### What you need to do
Pull out every line of the records that contains the string "metal". Case counts.

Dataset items
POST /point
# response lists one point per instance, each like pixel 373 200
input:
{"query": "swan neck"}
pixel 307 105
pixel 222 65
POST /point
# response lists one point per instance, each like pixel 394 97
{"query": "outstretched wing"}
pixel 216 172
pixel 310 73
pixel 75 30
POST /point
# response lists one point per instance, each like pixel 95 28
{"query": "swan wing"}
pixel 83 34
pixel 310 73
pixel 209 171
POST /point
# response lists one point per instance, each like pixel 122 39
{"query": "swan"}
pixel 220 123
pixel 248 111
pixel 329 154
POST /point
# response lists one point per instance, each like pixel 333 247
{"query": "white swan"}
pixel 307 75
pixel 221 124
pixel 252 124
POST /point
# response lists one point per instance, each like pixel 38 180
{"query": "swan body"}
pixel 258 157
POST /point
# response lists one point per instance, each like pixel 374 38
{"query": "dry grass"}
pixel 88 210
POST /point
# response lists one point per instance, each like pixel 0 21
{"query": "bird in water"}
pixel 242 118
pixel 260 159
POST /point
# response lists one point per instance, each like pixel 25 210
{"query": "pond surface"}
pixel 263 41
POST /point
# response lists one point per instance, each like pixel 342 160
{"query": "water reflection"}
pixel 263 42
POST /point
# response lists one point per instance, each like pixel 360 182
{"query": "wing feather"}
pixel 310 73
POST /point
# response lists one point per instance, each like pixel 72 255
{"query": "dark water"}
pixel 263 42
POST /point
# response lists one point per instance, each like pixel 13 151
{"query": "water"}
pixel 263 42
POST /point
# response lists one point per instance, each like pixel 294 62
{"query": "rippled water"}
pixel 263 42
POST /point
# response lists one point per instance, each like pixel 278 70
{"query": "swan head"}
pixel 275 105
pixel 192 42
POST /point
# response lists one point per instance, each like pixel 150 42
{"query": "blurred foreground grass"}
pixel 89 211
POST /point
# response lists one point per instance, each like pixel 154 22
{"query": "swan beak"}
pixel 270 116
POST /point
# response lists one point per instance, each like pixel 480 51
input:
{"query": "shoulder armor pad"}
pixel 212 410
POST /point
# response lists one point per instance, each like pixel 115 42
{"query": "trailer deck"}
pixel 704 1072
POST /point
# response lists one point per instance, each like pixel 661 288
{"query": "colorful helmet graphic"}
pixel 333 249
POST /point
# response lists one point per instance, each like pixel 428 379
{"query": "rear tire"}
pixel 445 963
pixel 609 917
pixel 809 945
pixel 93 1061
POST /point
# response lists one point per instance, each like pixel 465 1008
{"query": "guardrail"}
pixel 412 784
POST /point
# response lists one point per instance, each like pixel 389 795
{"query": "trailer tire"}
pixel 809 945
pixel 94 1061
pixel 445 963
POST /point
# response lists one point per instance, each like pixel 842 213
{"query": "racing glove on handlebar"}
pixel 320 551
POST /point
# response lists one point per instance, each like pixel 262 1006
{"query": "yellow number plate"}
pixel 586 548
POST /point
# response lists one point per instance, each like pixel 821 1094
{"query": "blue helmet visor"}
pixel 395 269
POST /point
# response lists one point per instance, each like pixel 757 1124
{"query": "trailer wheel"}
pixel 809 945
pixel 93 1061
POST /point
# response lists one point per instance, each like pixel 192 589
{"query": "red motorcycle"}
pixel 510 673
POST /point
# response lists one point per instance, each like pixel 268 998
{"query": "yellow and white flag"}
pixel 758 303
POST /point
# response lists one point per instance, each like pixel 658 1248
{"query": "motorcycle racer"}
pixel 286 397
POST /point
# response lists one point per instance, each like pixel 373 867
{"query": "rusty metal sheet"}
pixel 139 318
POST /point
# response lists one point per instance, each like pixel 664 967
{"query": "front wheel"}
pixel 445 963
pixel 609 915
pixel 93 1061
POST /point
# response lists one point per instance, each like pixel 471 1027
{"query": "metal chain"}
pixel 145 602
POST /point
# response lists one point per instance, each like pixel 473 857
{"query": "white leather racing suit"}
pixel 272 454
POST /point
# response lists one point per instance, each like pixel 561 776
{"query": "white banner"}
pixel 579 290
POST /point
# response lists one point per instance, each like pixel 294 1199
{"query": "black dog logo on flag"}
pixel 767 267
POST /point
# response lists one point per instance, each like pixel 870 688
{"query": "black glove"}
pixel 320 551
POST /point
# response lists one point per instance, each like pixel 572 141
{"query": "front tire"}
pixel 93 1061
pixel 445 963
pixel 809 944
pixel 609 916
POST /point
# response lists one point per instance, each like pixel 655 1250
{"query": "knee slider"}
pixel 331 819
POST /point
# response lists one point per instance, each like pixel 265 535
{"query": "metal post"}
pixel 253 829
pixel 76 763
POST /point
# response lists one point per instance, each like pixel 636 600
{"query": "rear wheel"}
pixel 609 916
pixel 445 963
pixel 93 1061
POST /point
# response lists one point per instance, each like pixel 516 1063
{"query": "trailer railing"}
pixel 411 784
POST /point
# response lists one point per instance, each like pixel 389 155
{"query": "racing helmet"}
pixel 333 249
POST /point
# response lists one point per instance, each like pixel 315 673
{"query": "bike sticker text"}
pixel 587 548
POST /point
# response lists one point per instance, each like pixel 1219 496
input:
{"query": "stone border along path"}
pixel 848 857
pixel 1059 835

### Problem solution
{"query": "rusty metal sheet"}
{"query": "metal chain"}
{"query": "metal post"}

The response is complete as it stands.